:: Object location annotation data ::

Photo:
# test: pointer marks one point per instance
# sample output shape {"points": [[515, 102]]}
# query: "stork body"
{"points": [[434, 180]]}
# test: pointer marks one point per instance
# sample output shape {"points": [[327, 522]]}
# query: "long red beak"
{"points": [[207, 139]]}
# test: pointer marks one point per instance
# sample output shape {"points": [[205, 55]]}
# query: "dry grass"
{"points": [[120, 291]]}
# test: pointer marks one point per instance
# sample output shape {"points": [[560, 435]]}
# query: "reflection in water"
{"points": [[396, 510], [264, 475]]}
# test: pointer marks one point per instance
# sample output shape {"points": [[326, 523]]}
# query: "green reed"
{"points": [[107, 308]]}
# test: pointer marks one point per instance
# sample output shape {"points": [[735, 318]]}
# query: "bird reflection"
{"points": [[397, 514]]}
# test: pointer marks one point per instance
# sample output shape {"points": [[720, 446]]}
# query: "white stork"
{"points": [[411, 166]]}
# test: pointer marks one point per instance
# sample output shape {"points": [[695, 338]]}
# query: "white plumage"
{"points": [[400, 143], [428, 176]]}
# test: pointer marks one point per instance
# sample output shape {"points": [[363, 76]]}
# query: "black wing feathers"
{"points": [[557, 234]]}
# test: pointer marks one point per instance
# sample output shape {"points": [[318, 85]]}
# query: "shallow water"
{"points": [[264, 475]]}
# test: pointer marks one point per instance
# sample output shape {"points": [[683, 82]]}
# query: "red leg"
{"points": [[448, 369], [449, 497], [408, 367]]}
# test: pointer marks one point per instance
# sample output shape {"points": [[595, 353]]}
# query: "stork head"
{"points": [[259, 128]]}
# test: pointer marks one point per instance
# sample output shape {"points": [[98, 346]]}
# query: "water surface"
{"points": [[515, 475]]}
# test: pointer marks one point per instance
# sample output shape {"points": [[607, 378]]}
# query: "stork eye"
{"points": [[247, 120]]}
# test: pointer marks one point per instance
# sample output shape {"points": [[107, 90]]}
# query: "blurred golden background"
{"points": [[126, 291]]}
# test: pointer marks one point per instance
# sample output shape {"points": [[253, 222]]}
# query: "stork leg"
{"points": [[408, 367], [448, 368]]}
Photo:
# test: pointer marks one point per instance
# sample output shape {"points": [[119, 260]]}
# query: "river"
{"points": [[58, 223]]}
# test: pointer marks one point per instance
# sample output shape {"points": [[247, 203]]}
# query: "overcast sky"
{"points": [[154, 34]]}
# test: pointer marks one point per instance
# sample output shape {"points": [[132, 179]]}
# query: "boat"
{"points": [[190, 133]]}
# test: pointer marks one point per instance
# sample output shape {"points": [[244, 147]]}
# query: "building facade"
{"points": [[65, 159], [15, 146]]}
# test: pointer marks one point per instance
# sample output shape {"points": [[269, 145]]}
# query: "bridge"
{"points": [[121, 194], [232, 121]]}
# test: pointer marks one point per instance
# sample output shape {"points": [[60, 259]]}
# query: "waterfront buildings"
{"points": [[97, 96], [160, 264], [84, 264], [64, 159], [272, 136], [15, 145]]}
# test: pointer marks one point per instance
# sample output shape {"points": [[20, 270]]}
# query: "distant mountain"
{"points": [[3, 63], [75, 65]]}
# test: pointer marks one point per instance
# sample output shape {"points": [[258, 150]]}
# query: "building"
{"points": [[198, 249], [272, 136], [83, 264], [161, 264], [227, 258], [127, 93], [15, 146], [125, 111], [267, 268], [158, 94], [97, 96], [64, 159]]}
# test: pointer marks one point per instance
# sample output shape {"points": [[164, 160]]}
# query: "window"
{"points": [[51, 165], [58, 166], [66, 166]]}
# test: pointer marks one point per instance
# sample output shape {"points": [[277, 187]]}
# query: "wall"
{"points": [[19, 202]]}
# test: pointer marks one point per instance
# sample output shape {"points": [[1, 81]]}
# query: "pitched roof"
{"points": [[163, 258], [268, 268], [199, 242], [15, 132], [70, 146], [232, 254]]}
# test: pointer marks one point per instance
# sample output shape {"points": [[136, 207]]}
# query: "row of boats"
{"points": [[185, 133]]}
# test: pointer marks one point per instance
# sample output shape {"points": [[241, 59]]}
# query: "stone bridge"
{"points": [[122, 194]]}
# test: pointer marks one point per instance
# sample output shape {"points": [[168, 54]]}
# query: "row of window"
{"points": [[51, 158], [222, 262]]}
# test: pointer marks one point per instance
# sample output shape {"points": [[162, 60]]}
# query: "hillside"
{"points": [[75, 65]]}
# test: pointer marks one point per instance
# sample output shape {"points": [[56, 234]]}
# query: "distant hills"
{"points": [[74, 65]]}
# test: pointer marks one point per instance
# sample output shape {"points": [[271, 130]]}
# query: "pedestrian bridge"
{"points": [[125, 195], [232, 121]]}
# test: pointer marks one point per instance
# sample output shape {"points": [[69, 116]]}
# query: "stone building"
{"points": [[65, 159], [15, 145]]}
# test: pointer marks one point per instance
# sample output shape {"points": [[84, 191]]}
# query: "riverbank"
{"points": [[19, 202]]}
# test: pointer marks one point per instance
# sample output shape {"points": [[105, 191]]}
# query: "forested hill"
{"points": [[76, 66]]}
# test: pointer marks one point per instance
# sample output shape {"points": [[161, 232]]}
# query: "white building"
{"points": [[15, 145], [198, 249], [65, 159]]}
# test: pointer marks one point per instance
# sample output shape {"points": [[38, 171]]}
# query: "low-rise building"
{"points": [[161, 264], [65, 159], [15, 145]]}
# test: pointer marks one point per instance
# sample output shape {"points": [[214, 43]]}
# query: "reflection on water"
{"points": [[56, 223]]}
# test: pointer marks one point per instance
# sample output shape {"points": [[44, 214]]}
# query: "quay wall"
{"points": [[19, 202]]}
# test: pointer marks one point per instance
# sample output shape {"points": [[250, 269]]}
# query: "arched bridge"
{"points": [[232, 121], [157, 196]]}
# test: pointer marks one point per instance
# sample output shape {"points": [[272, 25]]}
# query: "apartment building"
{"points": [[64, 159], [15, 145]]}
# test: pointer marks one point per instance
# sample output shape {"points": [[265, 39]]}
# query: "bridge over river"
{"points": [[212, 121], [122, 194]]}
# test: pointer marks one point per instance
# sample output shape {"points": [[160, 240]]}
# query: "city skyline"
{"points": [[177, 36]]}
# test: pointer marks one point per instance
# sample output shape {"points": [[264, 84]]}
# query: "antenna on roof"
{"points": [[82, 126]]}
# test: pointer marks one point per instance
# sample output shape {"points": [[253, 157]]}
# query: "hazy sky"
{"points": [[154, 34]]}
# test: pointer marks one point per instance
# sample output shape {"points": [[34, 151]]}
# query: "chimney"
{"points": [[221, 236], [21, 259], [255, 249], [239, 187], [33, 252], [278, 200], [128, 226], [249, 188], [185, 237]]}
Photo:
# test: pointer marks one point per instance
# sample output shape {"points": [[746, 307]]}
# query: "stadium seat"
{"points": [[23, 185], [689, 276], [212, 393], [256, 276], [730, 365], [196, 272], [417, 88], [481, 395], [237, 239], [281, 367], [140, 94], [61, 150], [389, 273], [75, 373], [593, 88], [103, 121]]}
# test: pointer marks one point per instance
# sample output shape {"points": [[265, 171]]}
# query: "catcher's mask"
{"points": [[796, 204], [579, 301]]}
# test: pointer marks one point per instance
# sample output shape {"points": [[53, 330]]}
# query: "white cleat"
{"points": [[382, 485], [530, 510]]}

:: Directions ::
Every entry must be quoted exactly as it appears above.

:: Complete output ::
Photo:
# test: pointer marks one point per instance
# sample output shape {"points": [[515, 102]]}
# query: "stork body"
{"points": [[434, 180]]}
# test: pointer marks one point per instance
# sample output shape {"points": [[327, 522]]}
# query: "long red beak"
{"points": [[207, 139]]}
# test: pointer marks one point per instance
# sample output shape {"points": [[205, 55]]}
# query: "dry grass"
{"points": [[120, 291]]}
# test: pointer marks one point per instance
# sample output shape {"points": [[560, 435]]}
# query: "reflection in water"
{"points": [[396, 510], [264, 475]]}
# test: pointer marks one point per instance
# sample output shape {"points": [[326, 523]]}
# query: "green reed"
{"points": [[107, 308]]}
# test: pointer marks one point per instance
# sample output shape {"points": [[735, 318]]}
# query: "bird reflection"
{"points": [[397, 514]]}
# test: pointer marks one point per instance
# sample output shape {"points": [[720, 446]]}
# query: "white stork"
{"points": [[411, 166]]}
# test: pointer marks one point per instance
# sample output shape {"points": [[695, 338]]}
# query: "white plumage"
{"points": [[400, 143], [428, 176]]}
# test: pointer marks one point per instance
# sample output shape {"points": [[363, 76]]}
# query: "black wing feathers"
{"points": [[557, 234]]}
# test: pointer marks one point per instance
# sample output shape {"points": [[318, 85]]}
# query: "shallow water"
{"points": [[264, 475]]}
# test: pointer marks one point per instance
# sample output shape {"points": [[683, 82]]}
# query: "red leg"
{"points": [[448, 369], [449, 497], [408, 367]]}
# test: pointer marks one point per instance
# sample output shape {"points": [[595, 353]]}
# query: "stork head"
{"points": [[259, 128]]}
# test: pointer marks one point per instance
# sample output shape {"points": [[98, 346]]}
# query: "water surface"
{"points": [[515, 475]]}
# test: pointer marks one point per instance
# sample output shape {"points": [[607, 378]]}
# query: "stork eye"
{"points": [[247, 120]]}
# test: pointer marks one point per instance
# sample output shape {"points": [[107, 90]]}
# query: "blurred golden background"
{"points": [[126, 291]]}
# test: pointer marks one point per instance
# sample output shape {"points": [[253, 222]]}
# query: "stork leg"
{"points": [[408, 367], [448, 368]]}
Photo:
# test: pointer marks one point per instance
# sample output shape {"points": [[119, 260]]}
# query: "river"
{"points": [[58, 223]]}
# test: pointer marks one point per instance
# sample output shape {"points": [[247, 203]]}
# query: "overcast sky"
{"points": [[154, 34]]}
# test: pointer marks one point per instance
# sample output shape {"points": [[132, 179]]}
# query: "boat"
{"points": [[190, 133]]}
# test: pointer marks one point per instance
# sample output shape {"points": [[244, 147]]}
# query: "building facade"
{"points": [[65, 159], [15, 146]]}
# test: pointer marks one point per instance
# sample output shape {"points": [[269, 145]]}
# query: "bridge"
{"points": [[121, 194], [232, 121]]}
# test: pointer marks one point per instance
# sample output shape {"points": [[60, 259]]}
# query: "waterfront buildings"
{"points": [[97, 96], [160, 264], [84, 264], [64, 159], [272, 136], [15, 145]]}
# test: pointer marks one point per instance
# sample output shape {"points": [[20, 270]]}
# query: "distant mountain"
{"points": [[3, 63], [75, 65]]}
# test: pointer marks one point per instance
# sample output shape {"points": [[258, 150]]}
# query: "building"
{"points": [[198, 249], [272, 136], [83, 264], [161, 264], [227, 258], [127, 93], [15, 146], [125, 111], [267, 268], [158, 94], [97, 96], [64, 159]]}
# test: pointer marks one point per instance
# sample output shape {"points": [[164, 160]]}
# query: "window"
{"points": [[51, 165], [58, 166], [66, 166]]}
# test: pointer marks one point per instance
# sample output shape {"points": [[277, 187]]}
# query: "wall"
{"points": [[19, 202]]}
# test: pointer marks one point per instance
# sample output shape {"points": [[1, 81]]}
# query: "pitched roof"
{"points": [[163, 258], [268, 268], [199, 242], [15, 132], [70, 146], [232, 254]]}
# test: pointer marks one point per instance
# sample output shape {"points": [[136, 207]]}
# query: "row of boats"
{"points": [[185, 133]]}
# test: pointer marks one point per instance
# sample output shape {"points": [[241, 59]]}
# query: "stone bridge"
{"points": [[122, 194]]}
# test: pointer marks one point per instance
# sample output shape {"points": [[168, 54]]}
# query: "row of window"
{"points": [[51, 158], [222, 262]]}
# test: pointer marks one point per instance
# sample output shape {"points": [[162, 60]]}
# query: "hillside"
{"points": [[75, 65]]}
# test: pointer marks one point per instance
# sample output shape {"points": [[56, 234]]}
# query: "distant hills"
{"points": [[74, 65]]}
# test: pointer marks one point per instance
# sample output shape {"points": [[271, 130]]}
# query: "pedestrian bridge"
{"points": [[125, 195], [232, 121]]}
# test: pointer marks one point per instance
# sample output shape {"points": [[69, 116]]}
# query: "stone building"
{"points": [[65, 159], [15, 145]]}
# test: pointer marks one point per instance
# sample output shape {"points": [[84, 191]]}
# query: "riverbank"
{"points": [[19, 202]]}
# test: pointer marks one point per instance
# sample output shape {"points": [[105, 191]]}
# query: "forested hill"
{"points": [[76, 66]]}
# test: pointer marks one point per instance
# sample output shape {"points": [[161, 232]]}
# query: "white building"
{"points": [[15, 145], [198, 249], [65, 159]]}
# test: pointer marks one point per instance
# sample output shape {"points": [[38, 171]]}
# query: "low-rise building"
{"points": [[161, 264], [65, 159], [15, 145]]}
# test: pointer marks one point per instance
# sample output shape {"points": [[214, 43]]}
# query: "reflection on water"
{"points": [[56, 223]]}
# test: pointer marks one point per instance
# sample output shape {"points": [[44, 214]]}
# query: "quay wall"
{"points": [[19, 202]]}
# test: pointer marks one point per instance
# sample output shape {"points": [[250, 269]]}
# query: "arched bridge"
{"points": [[232, 121], [157, 196]]}
# test: pointer marks one point per instance
# sample output shape {"points": [[272, 25]]}
# query: "apartment building"
{"points": [[64, 159], [15, 145]]}
# test: pointer marks one point per instance
# sample output shape {"points": [[265, 39]]}
# query: "bridge over river"
{"points": [[212, 121], [122, 194]]}
# test: pointer marks one point per instance
# sample output shape {"points": [[160, 240]]}
# query: "city skyline"
{"points": [[177, 36]]}
# test: pointer marks one point per instance
# sample output shape {"points": [[264, 84]]}
# query: "antenna on roof"
{"points": [[82, 126]]}
# test: pointer marks one point per instance
# sample output shape {"points": [[253, 157]]}
# query: "hazy sky"
{"points": [[154, 34]]}
# test: pointer marks one point per instance
# sample output shape {"points": [[34, 151]]}
# query: "chimney"
{"points": [[221, 236], [21, 259], [255, 249], [239, 187], [33, 252], [278, 200], [128, 226], [249, 188], [185, 237]]}
Photo:
# test: pointer marks one point per instance
# sample output shape {"points": [[746, 307]]}
# query: "stadium seat"
{"points": [[23, 185], [689, 276], [212, 393], [256, 276], [730, 365], [196, 272], [417, 88], [481, 395], [237, 239], [281, 367], [140, 94], [61, 150], [389, 273], [75, 373], [593, 88], [103, 121]]}
# test: pointer marks one point per instance
# sample output shape {"points": [[265, 171]]}
# query: "catcher's mask"
{"points": [[796, 204], [579, 301]]}
# test: pointer marks one point per instance
# sample output shape {"points": [[53, 330]]}
# query: "white cleat"
{"points": [[382, 485], [530, 510]]}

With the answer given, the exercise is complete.